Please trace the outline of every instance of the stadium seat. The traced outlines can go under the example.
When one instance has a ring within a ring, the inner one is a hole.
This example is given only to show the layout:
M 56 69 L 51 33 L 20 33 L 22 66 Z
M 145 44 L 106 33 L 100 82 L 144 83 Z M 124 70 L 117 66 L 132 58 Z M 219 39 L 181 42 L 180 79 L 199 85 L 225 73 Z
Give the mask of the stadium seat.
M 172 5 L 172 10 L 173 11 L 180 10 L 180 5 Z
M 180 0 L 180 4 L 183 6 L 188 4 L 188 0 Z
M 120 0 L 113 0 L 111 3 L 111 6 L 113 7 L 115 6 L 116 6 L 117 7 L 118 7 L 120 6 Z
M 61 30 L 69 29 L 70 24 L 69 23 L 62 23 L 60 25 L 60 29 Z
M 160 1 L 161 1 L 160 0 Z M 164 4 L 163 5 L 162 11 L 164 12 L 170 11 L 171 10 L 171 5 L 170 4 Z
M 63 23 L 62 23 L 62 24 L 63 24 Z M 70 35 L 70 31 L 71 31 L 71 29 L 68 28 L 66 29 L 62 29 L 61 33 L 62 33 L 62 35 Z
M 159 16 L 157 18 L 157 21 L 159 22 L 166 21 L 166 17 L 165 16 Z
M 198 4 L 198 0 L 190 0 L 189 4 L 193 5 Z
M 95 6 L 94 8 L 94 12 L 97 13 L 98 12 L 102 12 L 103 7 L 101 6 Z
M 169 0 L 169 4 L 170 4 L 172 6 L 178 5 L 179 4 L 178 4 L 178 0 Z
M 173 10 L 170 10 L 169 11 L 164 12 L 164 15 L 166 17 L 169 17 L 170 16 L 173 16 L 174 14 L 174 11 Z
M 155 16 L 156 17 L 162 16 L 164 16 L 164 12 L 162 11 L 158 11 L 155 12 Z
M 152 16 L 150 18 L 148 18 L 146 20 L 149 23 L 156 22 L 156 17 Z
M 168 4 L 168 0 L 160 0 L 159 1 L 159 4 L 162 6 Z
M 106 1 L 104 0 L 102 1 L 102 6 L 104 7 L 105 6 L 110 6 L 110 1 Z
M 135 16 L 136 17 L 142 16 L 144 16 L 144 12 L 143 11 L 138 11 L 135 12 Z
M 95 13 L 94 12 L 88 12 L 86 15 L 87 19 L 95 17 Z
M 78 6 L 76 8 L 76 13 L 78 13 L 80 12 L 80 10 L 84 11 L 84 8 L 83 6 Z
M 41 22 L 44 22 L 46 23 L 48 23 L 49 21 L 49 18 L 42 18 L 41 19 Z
_ _ _
Rewrite every row above with "stadium seat" changed to "bleacher seat" and everything else left the same.

Please trace the outline of every instance of the bleacher seat. The traced outlines can go under the example.
When one instance has a ring within a ring, the inner one is a hole.
This example is given only to show the layout:
M 56 69 L 51 33 L 20 33 L 22 66 Z
M 145 44 L 106 33 L 100 82 L 144 83 Z M 124 70 L 117 66 L 132 58 Z M 219 39 L 181 42 L 180 79 L 199 85 L 225 73 Z
Give the mask of the bleacher seat.
M 172 5 L 172 10 L 173 11 L 180 10 L 180 5 Z
M 180 0 L 180 4 L 183 6 L 188 4 L 188 0 Z
M 120 0 L 113 0 L 111 3 L 111 6 L 113 7 L 115 6 L 116 6 L 117 7 L 118 7 L 120 6 Z
M 61 30 L 69 29 L 70 24 L 69 23 L 62 23 L 60 25 L 60 29 Z
M 160 1 L 161 1 L 160 0 Z M 164 4 L 163 5 L 162 11 L 164 12 L 170 11 L 171 10 L 171 5 L 170 4 Z
M 63 23 L 62 23 L 62 24 L 63 24 Z M 70 35 L 70 31 L 71 31 L 71 29 L 68 28 L 66 29 L 62 29 L 61 33 L 62 33 L 62 35 Z
M 159 16 L 157 18 L 157 21 L 159 22 L 166 21 L 166 17 L 165 16 Z
M 198 4 L 198 0 L 190 0 L 189 4 L 193 5 Z
M 95 6 L 94 8 L 94 12 L 97 13 L 98 12 L 102 12 L 103 7 L 101 6 Z
M 169 0 L 169 4 L 170 4 L 172 6 L 178 5 L 179 4 L 178 4 L 178 0 Z
M 173 10 L 170 10 L 169 11 L 164 12 L 164 15 L 166 17 L 169 17 L 170 16 L 173 16 L 174 14 L 174 11 Z
M 155 16 L 156 17 L 162 16 L 164 16 L 164 12 L 162 11 L 158 11 L 155 12 Z
M 152 16 L 150 18 L 148 18 L 146 20 L 149 23 L 156 22 L 156 17 Z
M 168 4 L 168 0 L 160 0 L 159 1 L 159 4 L 162 6 Z
M 106 1 L 104 0 L 102 1 L 102 6 L 104 7 L 105 6 L 110 6 L 110 1 Z
M 135 16 L 136 17 L 142 16 L 144 16 L 144 12 L 143 11 L 138 11 L 135 12 Z
M 95 13 L 94 12 L 88 12 L 86 15 L 87 19 L 95 17 Z
M 78 6 L 76 8 L 76 13 L 78 13 L 80 12 L 80 10 L 84 11 L 84 8 L 83 6 Z
M 41 22 L 44 22 L 46 23 L 48 23 L 49 21 L 49 18 L 42 18 L 41 19 Z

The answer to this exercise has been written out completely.